Answer these questions about the forum discussion of weak random number generators:
1. What was the person who first discovered the BCI bug monitoring the blockchain for?
2. Of the compromised keys, what type were most of them?
3. About how many lines of C code could entrants in the Brazilian Election Board challenge look at?

[Opening STUDY TEXT section]

I doubt whether good PSRNGs, correctly implemented and used, have such a low entropy. However, the probability of coding errors makes the project more plausible.
Trollfi has no understanding of the issue of poor PSRNGs, and is quoting this Hyena person that is making a completely spurious and ridiculous claim. Troll quoting a troll in order to troll.
Can you read?
The issue with poor PSRNGs has noting to do with address generation, the only way poor randomness could be exploited with addresses is if you could reproduce the poor randomness yourself.
The issue is that poor PSRNGs conceivably could reuse or have insufficient entropy in "R" values in signing transactions,
The BCI buggy code was posted for a few hours and affected
both private keys and k (R) values generated during that interval. It was first discovered by someone who was monitoring the blockchain for repeated R values. These repeated Rs exposed some keys that were generated before the bug. Once the problem was diagnosed, people reproduced the buggy RNG and recovered private keys that were either generated during the interval or used as inputs in transactions during that interval. Most, but not all, of the compromised keys were of the latter type.
that pedantic P(security broken) formula
It is the sad problem with all security mechanisms, not just computer security.
Two years ago the
Brazilian Election Board held a public challenge to demonstrate the security of their ridiculous electronic voting machine. They stacked the rules as much as they could: entrants could only look at the code (~1 million lines of C) for a few hours during 2 days, could not copy it, had a few more hours to describe their attack and its goals, etc.. Even so, a young prof from my dept took the challenge, more for the fun than with the hope of succeding.

[Closing STUDY TEXT section]
[Opening DATA FOR REVIEW section]

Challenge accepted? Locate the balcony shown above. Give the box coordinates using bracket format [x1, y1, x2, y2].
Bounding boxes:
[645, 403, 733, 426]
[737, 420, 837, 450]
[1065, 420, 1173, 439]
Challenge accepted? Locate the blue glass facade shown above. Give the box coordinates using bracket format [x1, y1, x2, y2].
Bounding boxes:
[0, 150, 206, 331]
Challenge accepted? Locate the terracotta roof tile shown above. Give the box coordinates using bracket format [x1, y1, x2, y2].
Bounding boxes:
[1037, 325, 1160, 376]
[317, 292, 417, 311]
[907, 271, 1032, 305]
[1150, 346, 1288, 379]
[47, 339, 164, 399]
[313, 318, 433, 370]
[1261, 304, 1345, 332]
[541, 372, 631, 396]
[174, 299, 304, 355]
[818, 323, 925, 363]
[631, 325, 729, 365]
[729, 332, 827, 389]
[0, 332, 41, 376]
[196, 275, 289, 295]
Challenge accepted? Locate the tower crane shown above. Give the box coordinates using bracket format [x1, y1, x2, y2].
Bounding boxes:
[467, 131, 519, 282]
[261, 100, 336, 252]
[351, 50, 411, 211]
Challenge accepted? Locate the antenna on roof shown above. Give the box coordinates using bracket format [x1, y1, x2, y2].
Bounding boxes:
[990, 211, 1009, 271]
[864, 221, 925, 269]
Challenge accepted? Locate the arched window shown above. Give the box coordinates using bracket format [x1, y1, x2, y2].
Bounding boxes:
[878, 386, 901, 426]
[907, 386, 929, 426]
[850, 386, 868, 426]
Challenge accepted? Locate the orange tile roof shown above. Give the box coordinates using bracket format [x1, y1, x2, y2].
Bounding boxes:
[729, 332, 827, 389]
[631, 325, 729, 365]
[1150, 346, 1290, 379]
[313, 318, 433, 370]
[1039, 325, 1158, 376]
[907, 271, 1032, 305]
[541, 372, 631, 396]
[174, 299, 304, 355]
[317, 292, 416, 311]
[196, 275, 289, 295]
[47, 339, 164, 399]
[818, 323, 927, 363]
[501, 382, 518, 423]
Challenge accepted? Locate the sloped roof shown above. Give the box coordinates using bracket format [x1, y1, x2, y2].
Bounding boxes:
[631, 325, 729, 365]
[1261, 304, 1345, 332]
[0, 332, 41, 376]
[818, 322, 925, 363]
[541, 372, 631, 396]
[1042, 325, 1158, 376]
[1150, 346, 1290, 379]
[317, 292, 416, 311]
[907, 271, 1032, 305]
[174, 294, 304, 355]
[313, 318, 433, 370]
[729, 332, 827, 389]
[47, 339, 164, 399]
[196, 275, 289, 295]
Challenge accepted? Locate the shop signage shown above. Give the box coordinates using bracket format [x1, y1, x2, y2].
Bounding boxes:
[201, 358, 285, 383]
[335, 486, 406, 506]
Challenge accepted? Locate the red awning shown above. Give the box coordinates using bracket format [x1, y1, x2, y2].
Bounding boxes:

[Closing DATA FOR REVIEW section]

**ANSWER TO THIS PROBLEM:**
1. Repeated R values.
2. Keys used as inputs in transactions during the interval when the buggy code was posted.
3. About 1 million lines.